Could you set out every line of the items below as a numbered list, leaving out any blank lines?

Provided information –
==========

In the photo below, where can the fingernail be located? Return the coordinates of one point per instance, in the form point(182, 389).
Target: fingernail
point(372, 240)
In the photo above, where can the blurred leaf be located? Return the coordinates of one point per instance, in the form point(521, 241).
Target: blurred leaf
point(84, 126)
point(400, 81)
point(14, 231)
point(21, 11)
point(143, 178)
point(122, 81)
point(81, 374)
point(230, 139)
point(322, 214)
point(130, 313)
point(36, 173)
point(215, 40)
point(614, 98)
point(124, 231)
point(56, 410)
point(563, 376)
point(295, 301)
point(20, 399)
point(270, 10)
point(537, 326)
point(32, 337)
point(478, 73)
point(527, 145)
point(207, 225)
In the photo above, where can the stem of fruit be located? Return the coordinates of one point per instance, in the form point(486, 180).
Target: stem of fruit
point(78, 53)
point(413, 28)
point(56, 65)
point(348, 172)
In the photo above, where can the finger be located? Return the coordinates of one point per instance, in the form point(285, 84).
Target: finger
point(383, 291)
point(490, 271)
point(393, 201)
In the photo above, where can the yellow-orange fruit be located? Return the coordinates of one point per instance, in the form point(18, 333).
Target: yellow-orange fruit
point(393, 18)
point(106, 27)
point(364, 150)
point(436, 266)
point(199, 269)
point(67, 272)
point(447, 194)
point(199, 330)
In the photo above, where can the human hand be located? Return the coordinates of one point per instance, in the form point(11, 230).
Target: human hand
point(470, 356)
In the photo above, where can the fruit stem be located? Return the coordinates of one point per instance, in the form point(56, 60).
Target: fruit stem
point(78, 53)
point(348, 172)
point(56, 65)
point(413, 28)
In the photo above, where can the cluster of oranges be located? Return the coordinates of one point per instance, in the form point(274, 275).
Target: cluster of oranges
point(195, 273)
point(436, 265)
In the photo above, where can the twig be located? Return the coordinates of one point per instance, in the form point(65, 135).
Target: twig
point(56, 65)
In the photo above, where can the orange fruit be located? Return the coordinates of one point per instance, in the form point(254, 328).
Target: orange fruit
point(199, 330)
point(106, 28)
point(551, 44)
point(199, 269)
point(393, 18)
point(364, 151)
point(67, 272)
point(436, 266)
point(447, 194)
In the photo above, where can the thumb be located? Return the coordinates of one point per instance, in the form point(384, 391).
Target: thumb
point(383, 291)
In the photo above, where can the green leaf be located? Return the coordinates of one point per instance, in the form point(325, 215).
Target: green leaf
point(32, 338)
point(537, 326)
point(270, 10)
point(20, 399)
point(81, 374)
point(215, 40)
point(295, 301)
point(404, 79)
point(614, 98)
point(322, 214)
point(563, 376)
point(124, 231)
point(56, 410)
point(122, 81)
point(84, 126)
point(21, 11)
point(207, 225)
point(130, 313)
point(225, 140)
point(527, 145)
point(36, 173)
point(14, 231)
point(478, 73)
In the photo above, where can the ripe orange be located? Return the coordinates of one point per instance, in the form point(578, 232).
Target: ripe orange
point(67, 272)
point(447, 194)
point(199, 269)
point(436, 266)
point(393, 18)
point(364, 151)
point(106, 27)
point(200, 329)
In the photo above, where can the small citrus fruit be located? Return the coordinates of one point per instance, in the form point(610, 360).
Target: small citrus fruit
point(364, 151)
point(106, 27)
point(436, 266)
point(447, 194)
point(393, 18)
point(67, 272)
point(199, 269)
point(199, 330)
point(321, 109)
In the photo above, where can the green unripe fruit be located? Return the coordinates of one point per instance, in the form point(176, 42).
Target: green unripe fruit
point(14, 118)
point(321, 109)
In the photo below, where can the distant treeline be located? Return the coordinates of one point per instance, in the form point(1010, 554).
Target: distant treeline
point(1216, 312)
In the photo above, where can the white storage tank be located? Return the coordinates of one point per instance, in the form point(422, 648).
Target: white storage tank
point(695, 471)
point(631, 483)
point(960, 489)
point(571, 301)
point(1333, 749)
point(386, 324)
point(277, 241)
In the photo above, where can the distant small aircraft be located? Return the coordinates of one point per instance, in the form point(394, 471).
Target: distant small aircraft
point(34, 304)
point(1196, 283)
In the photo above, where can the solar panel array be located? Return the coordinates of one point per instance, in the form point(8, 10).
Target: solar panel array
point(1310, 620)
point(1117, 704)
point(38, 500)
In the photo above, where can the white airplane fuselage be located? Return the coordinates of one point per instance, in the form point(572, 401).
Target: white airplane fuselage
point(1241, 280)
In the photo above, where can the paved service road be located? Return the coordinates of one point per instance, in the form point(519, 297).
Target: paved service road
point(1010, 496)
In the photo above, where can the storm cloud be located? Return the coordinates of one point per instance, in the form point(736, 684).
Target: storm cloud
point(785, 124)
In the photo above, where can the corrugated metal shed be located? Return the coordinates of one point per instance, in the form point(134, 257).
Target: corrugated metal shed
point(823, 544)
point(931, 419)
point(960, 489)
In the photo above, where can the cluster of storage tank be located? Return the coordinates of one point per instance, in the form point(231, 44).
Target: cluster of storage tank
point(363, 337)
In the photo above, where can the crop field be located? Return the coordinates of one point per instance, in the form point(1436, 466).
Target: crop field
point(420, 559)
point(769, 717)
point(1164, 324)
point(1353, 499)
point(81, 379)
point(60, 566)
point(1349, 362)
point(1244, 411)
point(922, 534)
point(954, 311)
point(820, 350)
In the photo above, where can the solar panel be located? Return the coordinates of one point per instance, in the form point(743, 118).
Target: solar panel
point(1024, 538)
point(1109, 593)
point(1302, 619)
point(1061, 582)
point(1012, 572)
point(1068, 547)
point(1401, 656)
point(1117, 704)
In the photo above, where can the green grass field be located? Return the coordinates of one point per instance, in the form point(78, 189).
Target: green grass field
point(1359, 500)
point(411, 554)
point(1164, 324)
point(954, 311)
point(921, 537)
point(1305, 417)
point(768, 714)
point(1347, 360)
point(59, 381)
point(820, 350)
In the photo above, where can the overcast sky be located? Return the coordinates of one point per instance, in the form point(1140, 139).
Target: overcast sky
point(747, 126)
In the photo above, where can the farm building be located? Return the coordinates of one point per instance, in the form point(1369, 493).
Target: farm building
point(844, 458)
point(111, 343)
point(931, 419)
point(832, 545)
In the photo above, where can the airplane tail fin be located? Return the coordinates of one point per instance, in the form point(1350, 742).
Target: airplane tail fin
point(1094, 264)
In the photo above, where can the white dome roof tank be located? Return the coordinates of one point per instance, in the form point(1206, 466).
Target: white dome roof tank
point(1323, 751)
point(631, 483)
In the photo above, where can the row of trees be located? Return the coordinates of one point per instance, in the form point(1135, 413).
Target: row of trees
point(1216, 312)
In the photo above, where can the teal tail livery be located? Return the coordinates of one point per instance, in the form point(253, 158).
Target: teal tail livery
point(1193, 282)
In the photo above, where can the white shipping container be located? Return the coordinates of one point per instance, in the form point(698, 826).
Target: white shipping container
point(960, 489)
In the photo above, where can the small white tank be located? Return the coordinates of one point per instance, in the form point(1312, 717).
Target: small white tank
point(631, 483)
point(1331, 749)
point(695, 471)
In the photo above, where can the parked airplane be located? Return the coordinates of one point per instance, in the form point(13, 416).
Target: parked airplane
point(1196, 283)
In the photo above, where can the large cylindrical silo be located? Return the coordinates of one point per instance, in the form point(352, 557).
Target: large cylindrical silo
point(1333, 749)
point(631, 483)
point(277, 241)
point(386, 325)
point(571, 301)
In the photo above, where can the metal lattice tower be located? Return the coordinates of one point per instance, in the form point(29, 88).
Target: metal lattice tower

==========

Solution to the exercise –
1. In the photo below, where can the fingernail be located? Return the coordinates of one point per instance, in the form point(182, 389).
2. Target: fingernail
3. point(372, 240)
4. In the photo above, where can the blurred leaf be located? Return the coordinates of one point per instance, in the form point(521, 241).
5. Target: blurred leaf
6. point(84, 126)
7. point(400, 81)
8. point(14, 231)
9. point(21, 11)
10. point(143, 178)
11. point(122, 81)
12. point(81, 374)
13. point(230, 139)
14. point(322, 214)
15. point(130, 313)
16. point(36, 173)
17. point(215, 40)
18. point(614, 98)
19. point(124, 231)
20. point(56, 410)
21. point(563, 376)
22. point(295, 301)
23. point(20, 399)
24. point(270, 10)
25. point(537, 326)
26. point(32, 337)
27. point(478, 73)
28. point(527, 145)
29. point(207, 225)
30. In the photo above, where can the stem of fruit be located? Return the coordinates of one point per instance, in the form point(486, 180).
31. Target: stem of fruit
32. point(78, 53)
33. point(413, 28)
34. point(56, 65)
35. point(348, 172)
36. In the photo above, where can the finger be located? Return the coordinates of one point per instance, in the form point(285, 84).
37. Target: finger
38. point(383, 291)
39. point(490, 271)
40. point(393, 201)
41. In the photo above, where can the yellow-orange fruit be located? Return the coordinates of one point per instance, in the form point(18, 333).
42. Target: yellow-orange fruit
43. point(393, 18)
44. point(106, 27)
45. point(364, 150)
46. point(436, 266)
47. point(199, 269)
48. point(67, 272)
49. point(447, 194)
50. point(199, 330)
51. In the photo above, where can the human hand be located? Return the coordinates of one point per instance, in the form point(11, 230).
52. Target: human hand
53. point(470, 356)
54. In the photo above, where can the fruit stem be located? Return the coordinates of one point per instance, in the form point(56, 60).
55. Target: fruit stem
56. point(78, 53)
57. point(348, 172)
58. point(56, 65)
59. point(413, 28)
60. In the photo above, where can the cluster of oranges be located? Return the coordinates of one point per instance, in the form point(274, 275).
61. Target: cluster of oranges
62. point(195, 273)
63. point(436, 265)
64. In the photo above, where can the twig be located? Return the coordinates of one point per instance, in the form point(65, 135).
65. Target: twig
66. point(56, 65)
67. In the photo above, where can the orange fruit be located? Return the coordinates of one point per instance, in the form point(254, 328).
68. Target: orange fruit
69. point(199, 330)
70. point(106, 28)
71. point(551, 44)
72. point(199, 269)
73. point(393, 18)
74. point(364, 151)
75. point(67, 272)
76. point(436, 266)
77. point(447, 194)
78. In the photo above, where can the thumb be located? Return the coordinates of one point per instance, in the form point(384, 391).
79. Target: thumb
80. point(383, 291)
81. In the photo above, where can the green leaf be located? Return the coordinates of one point per instance, in the form point(325, 215).
82. Target: green leaf
83. point(32, 338)
84. point(537, 326)
85. point(270, 10)
86. point(20, 399)
87. point(81, 374)
88. point(215, 40)
89. point(295, 301)
90. point(404, 79)
91. point(614, 98)
92. point(322, 214)
93. point(563, 376)
94. point(124, 231)
95. point(56, 410)
96. point(122, 81)
97. point(84, 126)
98. point(21, 11)
99. point(207, 225)
100. point(130, 313)
101. point(225, 140)
102. point(527, 145)
103. point(36, 173)
104. point(14, 231)
105. point(478, 73)
106. In the photo above, where can the ripe orange be located? Return the coordinates of one point per instance, in the form point(578, 232).
107. Target: ripe orange
108. point(67, 272)
109. point(447, 194)
110. point(199, 269)
111. point(436, 266)
112. point(393, 18)
113. point(364, 151)
114. point(106, 27)
115. point(200, 329)
116. In the photo above, where can the small citrus fruit be located? Return the coordinates of one point per instance, in the form point(610, 360).
117. Target: small citrus fruit
118. point(364, 151)
119. point(106, 27)
120. point(436, 266)
121. point(447, 194)
122. point(393, 18)
123. point(67, 272)
124. point(199, 269)
125. point(199, 330)
126. point(321, 109)
127. In the photo above, where can the green unripe fruit be located? Return the coordinates of one point per instance, in the form point(176, 42).
128. Target: green unripe fruit
129. point(14, 118)
130. point(321, 109)
131. In the photo below, where can the distant treeline be located? Return the coordinates of one point per instance, in the form point(1010, 554).
132. Target: distant treeline
133. point(1216, 312)
134. In the photo above, where can the white storage tank be located? Return the coordinates of one point per instance, in the form point(422, 648).
135. Target: white storage tank
136. point(695, 471)
137. point(631, 483)
138. point(960, 489)
139. point(571, 301)
140. point(1333, 749)
141. point(386, 324)
142. point(277, 241)
143. In the photo above, where can the distant small aircraft be located? Return the coordinates of one point per instance, in the form point(394, 471).
144. Target: distant small aircraft
145. point(34, 304)
146. point(1196, 283)
147. In the photo above, where can the solar panel array be located? Return the coordinates of one point per instance, in the form point(8, 10).
148. Target: solar panel array
149. point(1310, 620)
150. point(1117, 704)
151. point(38, 500)
152. In the photo above, where can the white airplane fuselage be located? Return the coordinates of one point per instance, in the form point(572, 401).
153. Target: white airplane fuselage
154. point(1241, 280)
155. In the photo above, where can the paved service road be located? Return the coordinates of one point per instance, in the form point(519, 297).
156. Target: paved service road
157. point(1010, 496)
158. In the photo above, where can the storm cloud be located? Return the coordinates of one point per instance, in the form point(736, 684).
159. Target: storm cloud
160. point(785, 124)
161. In the photo above, where can the corrugated metal shed be located? Return the coordinates of one point per instance, in the form point(134, 257).
162. Target: corrugated metal shed
163. point(823, 544)
164. point(931, 419)
165. point(960, 489)
166. In the photo above, where can the cluster of storage tank be located? Return the coordinates of one point per instance, in the form point(231, 44).
167. Target: cluster of storage tank
168. point(363, 337)
169. In the photo above, where can the crop field be located? Return the coordinates of one point per instance, in the form point(1436, 466).
170. Target: crop field
171. point(420, 559)
172. point(769, 717)
173. point(1164, 324)
174. point(1353, 499)
175. point(81, 379)
176. point(60, 566)
177. point(1349, 362)
178. point(1244, 411)
179. point(922, 534)
180. point(954, 311)
181. point(820, 350)
182. In the photo above, where can the solar panel be located? Return the coordinates of one point per instance, in the form point(743, 118).
183. Target: solar panel
184. point(1024, 538)
185. point(1109, 593)
186. point(1302, 619)
187. point(1061, 582)
188. point(1012, 572)
189. point(1068, 547)
190. point(1401, 656)
191. point(1117, 704)
192. In the photo above, where can the green grass field be located? Return the coordinates of one point per instance, in the form point(78, 189).
193. Target: green grass field
194. point(1359, 500)
195. point(411, 554)
196. point(1164, 324)
197. point(954, 311)
198. point(921, 537)
199. point(1305, 417)
200. point(768, 714)
201. point(1347, 360)
202. point(59, 381)
203. point(820, 350)
204. In the photo above, where can the overcast sky be located? Return the coordinates of one point per instance, in the form point(1140, 139).
205. Target: overcast sky
206. point(747, 126)
207. In the photo above, where can the farm building be located? Return the coordinates of one point per instance, in the form point(1369, 493).
208. Target: farm building
209. point(844, 458)
210. point(111, 343)
211. point(931, 419)
212. point(832, 545)
213. In the photo above, where can the airplane tail fin be located? Return the coordinates of one point per instance, in the form point(1350, 742).
214. Target: airplane tail fin
215. point(1094, 264)
216. In the photo above, where can the white dome roof tank be located? Return the coordinates of one point per instance, in the form point(1206, 466).
217. Target: white dome roof tank
218. point(1323, 751)
219. point(631, 483)
220. In the photo above, where can the row of trees be located? Return the coordinates of one point per instance, in the form point(1135, 413).
221. Target: row of trees
222. point(1216, 312)
223. In the photo above, where can the teal tail livery be located? Return the coordinates of one point per instance, in the form point(253, 158).
224. Target: teal tail livery
225. point(1193, 282)
226. In the photo above, where can the white shipping container be located? Return the coordinates of one point per instance, in the form point(698, 826).
227. Target: white shipping container
228. point(960, 489)
229. In the photo above, where can the small white tank be located? Return the coordinates of one point per instance, in the form point(1312, 717).
230. Target: small white tank
231. point(631, 483)
232. point(1331, 749)
233. point(695, 471)
234. In the photo above, where can the parked airplane be located? Return the coordinates of one point per instance, in the form point(13, 416).
235. Target: parked airplane
236. point(1196, 283)
237. In the photo above, where can the large cylindrical silo be located? Return the coordinates of one point per instance, in the form point(352, 557).
238. Target: large cylindrical silo
239. point(1333, 749)
240. point(631, 483)
241. point(277, 241)
242. point(386, 325)
243. point(571, 301)
244. In the photo above, where can the metal lattice tower be located? Return the coordinates of one point per instance, in the form point(29, 88).
245. Target: metal lattice tower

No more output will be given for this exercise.